*Exercise requirements*
Put the lines of the material below into a numbered list, from the start of the material through the line containing "[(430, 36)]", with both ends included. Leave out any blank lines.

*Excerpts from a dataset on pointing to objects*
□ □ □ □ □ □ □
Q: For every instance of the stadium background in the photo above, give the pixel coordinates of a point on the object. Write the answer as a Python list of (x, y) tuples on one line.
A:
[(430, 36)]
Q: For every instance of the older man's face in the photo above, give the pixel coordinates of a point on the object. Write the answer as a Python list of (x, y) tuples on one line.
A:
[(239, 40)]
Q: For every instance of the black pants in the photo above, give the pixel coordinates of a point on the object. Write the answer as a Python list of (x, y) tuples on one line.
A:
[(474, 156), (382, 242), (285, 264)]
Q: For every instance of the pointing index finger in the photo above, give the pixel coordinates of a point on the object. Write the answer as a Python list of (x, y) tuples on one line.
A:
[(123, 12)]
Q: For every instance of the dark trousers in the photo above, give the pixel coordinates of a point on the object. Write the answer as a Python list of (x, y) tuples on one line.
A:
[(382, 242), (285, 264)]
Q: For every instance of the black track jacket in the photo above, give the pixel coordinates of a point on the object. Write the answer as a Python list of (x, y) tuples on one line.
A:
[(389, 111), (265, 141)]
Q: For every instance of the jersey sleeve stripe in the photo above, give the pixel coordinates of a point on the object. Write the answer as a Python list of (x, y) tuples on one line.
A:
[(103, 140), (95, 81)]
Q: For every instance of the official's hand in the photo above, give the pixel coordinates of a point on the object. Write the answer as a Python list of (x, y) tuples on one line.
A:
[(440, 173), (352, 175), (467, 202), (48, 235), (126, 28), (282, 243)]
□ □ □ □ □ □ □
*Answer to the exercise*
1. Q: For every instance of the stadium background in the photo above, give the pixel coordinates of a point on the object. Write the answer as a Python list of (x, y) tuples on one line.
2. A:
3. [(430, 36)]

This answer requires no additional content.